- **Stated goal**
Give the lines below again with every "Pick out" switched to "Mark" and nothing else changed, leaving out the pictures.

- **Material**

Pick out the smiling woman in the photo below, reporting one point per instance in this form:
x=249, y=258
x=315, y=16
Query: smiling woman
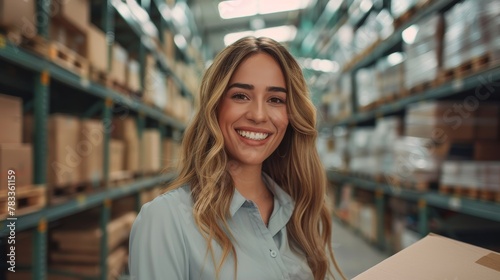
x=249, y=201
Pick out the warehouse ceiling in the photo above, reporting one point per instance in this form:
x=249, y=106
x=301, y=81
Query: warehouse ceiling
x=212, y=28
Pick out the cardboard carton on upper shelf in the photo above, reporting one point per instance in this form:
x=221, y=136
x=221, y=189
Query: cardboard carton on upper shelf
x=119, y=64
x=437, y=257
x=151, y=145
x=116, y=155
x=19, y=159
x=64, y=155
x=19, y=16
x=97, y=49
x=74, y=12
x=92, y=136
x=11, y=119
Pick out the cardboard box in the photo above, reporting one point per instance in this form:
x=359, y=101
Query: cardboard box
x=64, y=153
x=116, y=155
x=119, y=64
x=19, y=158
x=74, y=12
x=19, y=15
x=91, y=137
x=133, y=75
x=151, y=141
x=437, y=257
x=11, y=119
x=97, y=48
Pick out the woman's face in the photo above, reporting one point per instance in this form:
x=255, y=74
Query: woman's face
x=252, y=114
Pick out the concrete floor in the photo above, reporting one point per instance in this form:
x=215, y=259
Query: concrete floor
x=353, y=254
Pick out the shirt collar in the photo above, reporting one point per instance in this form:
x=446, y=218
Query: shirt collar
x=280, y=196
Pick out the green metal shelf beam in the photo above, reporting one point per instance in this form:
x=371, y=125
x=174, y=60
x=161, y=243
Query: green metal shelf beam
x=147, y=41
x=482, y=209
x=395, y=38
x=477, y=80
x=82, y=203
x=30, y=61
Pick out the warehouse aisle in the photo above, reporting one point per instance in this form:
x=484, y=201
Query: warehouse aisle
x=354, y=255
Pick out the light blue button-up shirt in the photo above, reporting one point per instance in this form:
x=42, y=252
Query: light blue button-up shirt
x=165, y=242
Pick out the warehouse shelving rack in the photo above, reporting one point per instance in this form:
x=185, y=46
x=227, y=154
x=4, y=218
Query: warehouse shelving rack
x=45, y=71
x=485, y=80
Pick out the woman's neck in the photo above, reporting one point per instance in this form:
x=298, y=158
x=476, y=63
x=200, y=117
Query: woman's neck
x=248, y=180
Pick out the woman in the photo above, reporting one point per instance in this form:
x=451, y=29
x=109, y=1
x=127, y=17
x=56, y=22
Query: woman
x=249, y=201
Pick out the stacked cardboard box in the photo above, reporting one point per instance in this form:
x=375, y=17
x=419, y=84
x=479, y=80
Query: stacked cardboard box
x=452, y=121
x=97, y=48
x=118, y=65
x=91, y=141
x=171, y=152
x=151, y=145
x=69, y=24
x=126, y=131
x=19, y=17
x=14, y=155
x=422, y=44
x=64, y=153
x=367, y=91
x=83, y=257
x=471, y=31
x=390, y=75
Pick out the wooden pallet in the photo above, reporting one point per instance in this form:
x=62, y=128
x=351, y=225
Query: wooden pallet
x=98, y=76
x=68, y=59
x=64, y=193
x=28, y=199
x=475, y=65
x=473, y=193
x=410, y=184
x=120, y=178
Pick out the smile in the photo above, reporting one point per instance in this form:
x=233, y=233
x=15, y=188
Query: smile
x=253, y=135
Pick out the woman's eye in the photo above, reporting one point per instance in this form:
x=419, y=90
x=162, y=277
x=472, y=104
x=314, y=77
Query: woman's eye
x=240, y=96
x=277, y=100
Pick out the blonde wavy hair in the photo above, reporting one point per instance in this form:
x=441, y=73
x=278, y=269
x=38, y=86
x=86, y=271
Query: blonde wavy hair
x=204, y=163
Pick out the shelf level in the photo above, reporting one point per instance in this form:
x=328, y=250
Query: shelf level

- **Answer below**
Mark the smiling woman in the photo below, reporting one point per instance in this form:
x=249, y=258
x=315, y=16
Query: smiling woman
x=249, y=201
Mark the warehouse ceiling in the photo above, reporting one point per instance in this form:
x=249, y=106
x=301, y=81
Query: warehouse ceiling
x=212, y=28
Mark the cardboard carton on upper shelf in the photo above, reporting one point per instance in this form:
x=221, y=136
x=221, y=189
Query: cardboard carton on upper shelf
x=119, y=64
x=437, y=257
x=151, y=145
x=116, y=155
x=19, y=159
x=64, y=155
x=19, y=16
x=97, y=49
x=74, y=12
x=92, y=136
x=11, y=119
Mark the cardboard box in the photo above, reporting one point per instance in this form:
x=359, y=101
Query: cardboard box
x=64, y=153
x=116, y=155
x=119, y=64
x=19, y=158
x=74, y=12
x=19, y=15
x=91, y=137
x=133, y=75
x=151, y=141
x=437, y=257
x=11, y=119
x=97, y=48
Mark the woman's face in the photo above, reporting one point per instance in this form:
x=255, y=74
Query: woman's face
x=252, y=114
Mark the concrete floor in the photo above, reporting one point per instance in this form:
x=215, y=259
Query: concrete floor
x=353, y=254
Mark the shirt collar in the photo above, reporting one point per instance in this form:
x=446, y=218
Query: shirt collar
x=280, y=196
Mark the green metal shelf beam in the photo above, reporting one point per instance in this form:
x=371, y=125
x=174, y=60
x=161, y=243
Query: green metal shelf beam
x=147, y=41
x=482, y=209
x=395, y=38
x=477, y=80
x=82, y=203
x=30, y=61
Mark the warehouse aisle in the photo above, reporting one point per instance in this form:
x=484, y=201
Query: warehouse aisle
x=354, y=255
Mark the light blue button-up shirt in the photo above, reporting one point per instance in this form:
x=42, y=252
Query: light blue button-up shirt
x=165, y=242
Mark the warehouse shelving rack in the photo above, reporting one point per instance in this form:
x=185, y=46
x=227, y=154
x=4, y=218
Query: warehouse shelving rack
x=45, y=71
x=485, y=80
Mark the woman's neck in the photo above, reporting one point per instance in this form:
x=298, y=158
x=476, y=63
x=200, y=117
Query: woman's neck
x=248, y=180
Mark the woman in the photo above, reporting one point per instance in this form:
x=451, y=29
x=109, y=1
x=127, y=17
x=56, y=22
Query: woman
x=249, y=201
Mark the stacked cardboard box in the photo above, reporting one point per instance in this form:
x=375, y=17
x=419, y=84
x=479, y=80
Query: stacked cardboard box
x=452, y=121
x=97, y=48
x=118, y=65
x=91, y=141
x=171, y=152
x=151, y=145
x=69, y=24
x=126, y=131
x=19, y=17
x=14, y=155
x=422, y=44
x=64, y=153
x=367, y=91
x=83, y=257
x=471, y=31
x=390, y=75
Mark the wooden pallet in the photo above, reporting one point per instance in this form:
x=62, y=128
x=351, y=225
Query: wooden pallet
x=98, y=76
x=68, y=59
x=64, y=193
x=28, y=199
x=475, y=65
x=473, y=193
x=410, y=184
x=120, y=178
Mark the smile in the photo above, reporting one point per instance in this form:
x=233, y=233
x=15, y=188
Query: smile
x=253, y=135
Mark the woman's eye in the photo above, reporting one point per instance in this form:
x=419, y=90
x=162, y=277
x=472, y=104
x=314, y=77
Query: woman's eye
x=240, y=96
x=277, y=100
Mark the blonde wavy hair in the photo above, reporting one point per instance in this form:
x=441, y=73
x=278, y=269
x=38, y=86
x=86, y=271
Query: blonde wavy hair
x=204, y=163
Mark the shelf level in the photo above, reporting one point per instance in this form:
x=328, y=250
Query: shelf level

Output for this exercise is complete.